**TASK DETAILS**
Pull every line out of the location labeling records below and copy each one word for word. Leave the pictures out.

======== DATA RECORDS

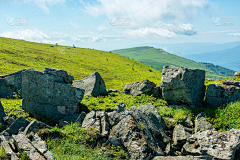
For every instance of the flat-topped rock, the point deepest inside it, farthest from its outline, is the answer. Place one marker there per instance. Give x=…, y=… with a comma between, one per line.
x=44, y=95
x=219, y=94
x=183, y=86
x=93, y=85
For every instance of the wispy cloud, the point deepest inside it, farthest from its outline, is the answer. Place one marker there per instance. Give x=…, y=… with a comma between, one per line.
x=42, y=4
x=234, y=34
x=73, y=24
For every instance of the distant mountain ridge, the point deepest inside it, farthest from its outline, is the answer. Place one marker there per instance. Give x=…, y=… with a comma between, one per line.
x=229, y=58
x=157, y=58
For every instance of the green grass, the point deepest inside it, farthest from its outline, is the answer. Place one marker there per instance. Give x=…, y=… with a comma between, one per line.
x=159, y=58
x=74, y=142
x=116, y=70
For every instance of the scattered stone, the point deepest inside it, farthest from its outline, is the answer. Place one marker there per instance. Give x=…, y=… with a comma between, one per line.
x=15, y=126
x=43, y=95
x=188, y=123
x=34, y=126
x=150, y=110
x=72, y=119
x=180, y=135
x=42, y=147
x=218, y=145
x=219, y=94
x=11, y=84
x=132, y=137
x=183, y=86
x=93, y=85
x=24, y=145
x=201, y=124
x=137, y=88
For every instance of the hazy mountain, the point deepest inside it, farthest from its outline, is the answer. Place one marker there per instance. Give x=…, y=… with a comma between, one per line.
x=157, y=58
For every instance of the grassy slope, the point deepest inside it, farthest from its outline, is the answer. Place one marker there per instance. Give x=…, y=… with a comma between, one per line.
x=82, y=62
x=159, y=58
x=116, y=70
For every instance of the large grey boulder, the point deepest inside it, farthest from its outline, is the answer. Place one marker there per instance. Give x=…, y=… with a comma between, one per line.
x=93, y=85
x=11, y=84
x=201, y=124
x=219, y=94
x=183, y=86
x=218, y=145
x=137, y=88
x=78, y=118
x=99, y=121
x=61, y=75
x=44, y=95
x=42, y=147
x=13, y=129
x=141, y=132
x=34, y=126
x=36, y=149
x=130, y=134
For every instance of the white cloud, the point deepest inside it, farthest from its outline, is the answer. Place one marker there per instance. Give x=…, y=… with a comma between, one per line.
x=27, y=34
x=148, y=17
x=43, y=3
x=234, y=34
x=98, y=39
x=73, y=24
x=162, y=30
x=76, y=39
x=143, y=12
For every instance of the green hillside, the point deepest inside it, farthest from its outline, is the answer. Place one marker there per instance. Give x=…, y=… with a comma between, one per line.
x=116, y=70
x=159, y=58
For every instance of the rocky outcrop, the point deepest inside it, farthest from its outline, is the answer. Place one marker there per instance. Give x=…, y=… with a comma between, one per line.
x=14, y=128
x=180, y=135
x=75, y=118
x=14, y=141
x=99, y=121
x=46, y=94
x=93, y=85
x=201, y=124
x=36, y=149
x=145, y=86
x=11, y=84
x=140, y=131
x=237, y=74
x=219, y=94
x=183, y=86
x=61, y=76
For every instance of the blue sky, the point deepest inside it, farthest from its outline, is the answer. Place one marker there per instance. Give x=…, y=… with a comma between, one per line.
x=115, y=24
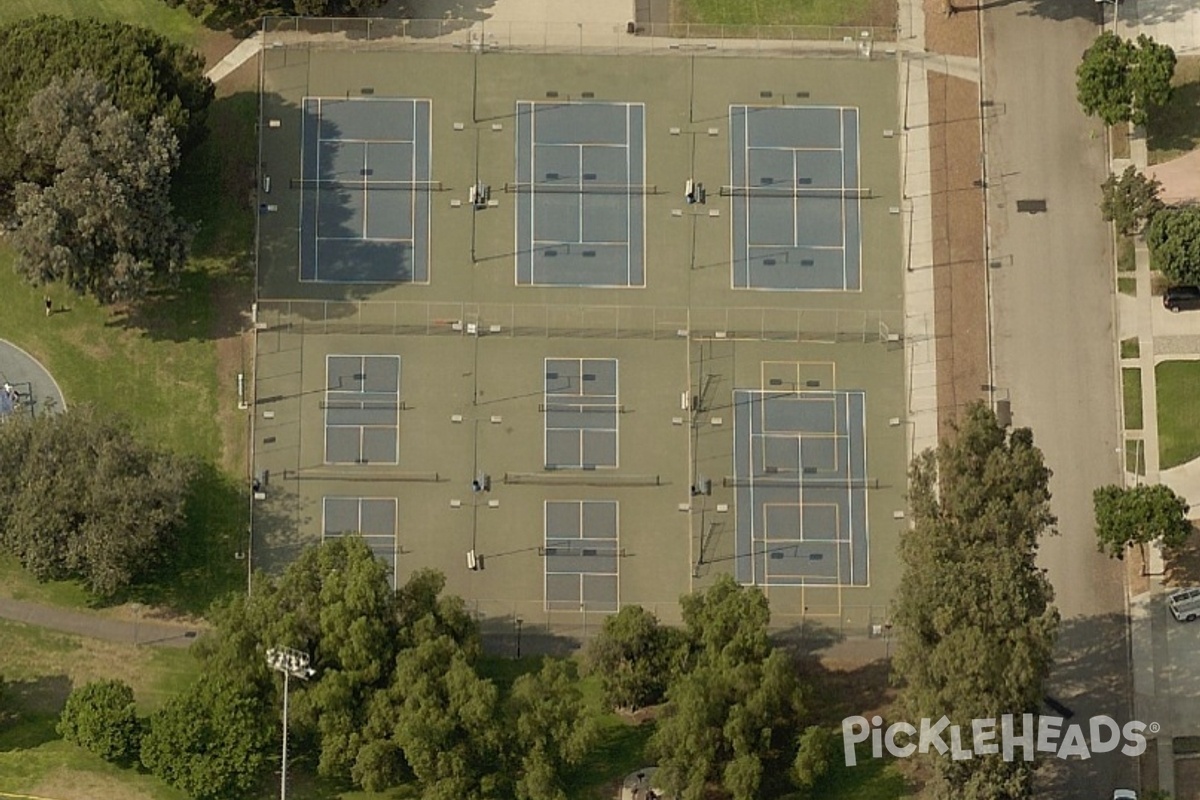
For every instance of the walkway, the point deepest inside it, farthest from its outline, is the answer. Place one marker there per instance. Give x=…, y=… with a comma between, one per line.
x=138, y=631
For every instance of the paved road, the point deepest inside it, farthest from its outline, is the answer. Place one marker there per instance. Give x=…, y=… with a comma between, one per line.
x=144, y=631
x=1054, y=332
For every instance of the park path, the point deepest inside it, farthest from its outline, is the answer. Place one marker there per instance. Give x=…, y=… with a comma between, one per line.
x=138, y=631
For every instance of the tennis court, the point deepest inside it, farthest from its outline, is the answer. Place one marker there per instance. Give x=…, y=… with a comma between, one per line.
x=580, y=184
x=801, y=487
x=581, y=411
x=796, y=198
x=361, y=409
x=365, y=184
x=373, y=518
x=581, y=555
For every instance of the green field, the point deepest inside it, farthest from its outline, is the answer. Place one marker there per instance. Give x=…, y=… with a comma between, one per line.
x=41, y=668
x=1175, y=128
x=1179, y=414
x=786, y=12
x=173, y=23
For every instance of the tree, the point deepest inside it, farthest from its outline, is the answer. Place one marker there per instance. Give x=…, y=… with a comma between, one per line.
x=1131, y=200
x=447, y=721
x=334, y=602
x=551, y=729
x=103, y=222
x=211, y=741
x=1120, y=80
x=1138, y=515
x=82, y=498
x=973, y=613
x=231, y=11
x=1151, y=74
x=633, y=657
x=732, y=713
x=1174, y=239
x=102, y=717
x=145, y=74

================

**FINISHED TASK**
For every instance of the flat-topped rock, the point deepest inside it, farthest from its outline, is the answer. Place one marker there per instance. Give x=…, y=… with a comma between, one per line.
x=44, y=95
x=219, y=94
x=183, y=86
x=93, y=85
For every instance of the wispy cloud, the point deepest inside it, farthest from its outline, is the answer. Place one marker there per instance. Give x=…, y=… with a comma between, one per line.
x=42, y=4
x=234, y=34
x=73, y=24
For every instance of the distant mountain ridge, the point deepest inside it, farthest from its outline, is the answer. Place one marker there per instance. Give x=…, y=… with a comma between, one per line.
x=229, y=58
x=157, y=58
For every instance of the green grass, the point deepest inside it, farthest from its outline, is the answer. Place one marker there per instance. Give x=…, y=… with a comma between, one per line.
x=159, y=58
x=74, y=142
x=116, y=70
For every instance of the scattered stone, the point deepest inside it, farthest from its outline, is the answer. Place one marker there per instance. Give x=…, y=… with a comma between, one per line.
x=15, y=126
x=43, y=95
x=188, y=123
x=34, y=126
x=150, y=110
x=72, y=119
x=180, y=135
x=42, y=147
x=218, y=145
x=219, y=94
x=11, y=84
x=132, y=137
x=183, y=86
x=93, y=85
x=24, y=145
x=201, y=124
x=137, y=88
For every instance of the hazy mountain, the point deepest inside it, farthest from its outline, is the answer. Place one marker there per instance. Give x=…, y=… with a comma between, one per line.
x=157, y=58
For every instance of the grassy slope, the point deepest inside it, farthest from its outline, is the answer. Place one marker there per instance. Give x=…, y=… with a comma between, one per line.
x=82, y=62
x=159, y=58
x=116, y=70
For every instance of the large grey boulder, the point deepest inside it, farthest from its outline, is the answer. Place one marker there per instance. Give x=…, y=… with a comma between, one per line.
x=93, y=85
x=11, y=84
x=201, y=124
x=219, y=94
x=183, y=86
x=218, y=145
x=137, y=88
x=78, y=118
x=99, y=121
x=61, y=75
x=44, y=95
x=42, y=147
x=13, y=129
x=141, y=132
x=34, y=126
x=36, y=149
x=130, y=134
For every instance of the white cloud, the point deepest inside it, farthest from its outline, is the answer. Place one marker there per instance. Give x=…, y=… with a comma between, one per line.
x=27, y=34
x=148, y=17
x=43, y=3
x=234, y=34
x=98, y=39
x=73, y=24
x=162, y=30
x=76, y=39
x=143, y=12
For every instance of the green hillside, the point deepest inside it, farthest from its outline, is the answer. Place one marker there per instance. Give x=…, y=… with a comma between, one per line.
x=116, y=70
x=159, y=58
For every instance of the rocky outcrop, the point deepest inside it, farthest from its outline, is the answer. Place one marker there per instance. Give x=…, y=… with a comma between, one per line.
x=14, y=128
x=180, y=135
x=75, y=118
x=14, y=141
x=99, y=121
x=46, y=94
x=93, y=85
x=201, y=124
x=36, y=149
x=145, y=86
x=11, y=84
x=140, y=131
x=237, y=74
x=219, y=94
x=183, y=86
x=61, y=76
For every instance of the blue sky, the point deepest inside it, farthest from its outline, is the answer. Place one marker there per instance. Give x=…, y=… with a comma between, one per line.
x=115, y=24
For every instance of the walkway, the point deepest inside it, farthest from its outline, is the answer. Place one marker there per instance. Give x=…, y=… with a comma between, one per line.
x=138, y=631
For every instance of the paved road, the point deepest inside it, farthest from its outline, is the answer. Place one marker there per instance. Give x=…, y=… with a comma between, one per line.
x=144, y=631
x=1054, y=332
For every instance of the park path, the point deepest inside it, farthest from its outline, is the answer. Place one marker there per instance. Give x=…, y=… with a comma between, one per line.
x=138, y=631
For every instance of the tennis court, the point deepest inside it, farthest from its outline, is the answer. Place one marker there per instance. Give x=…, y=… with a comma between, one per line.
x=580, y=184
x=801, y=487
x=581, y=411
x=796, y=198
x=361, y=409
x=365, y=184
x=373, y=518
x=581, y=555
For every instance of the green field, the point deepest inside it, farthest from its outline, is the answer. Place one marker there per instance. Give x=…, y=… with a comma between, one per line.
x=41, y=668
x=1175, y=128
x=1179, y=414
x=786, y=12
x=173, y=23
For every instance of the tree, the point deepest inside it, farthest from its outline, is the answer. Place one marker there per instance. Give x=…, y=… with a comma between, one per line.
x=1131, y=200
x=447, y=721
x=334, y=602
x=551, y=729
x=103, y=222
x=211, y=741
x=1120, y=80
x=1138, y=515
x=82, y=498
x=973, y=613
x=231, y=11
x=1151, y=74
x=633, y=657
x=732, y=713
x=1174, y=239
x=102, y=717
x=145, y=74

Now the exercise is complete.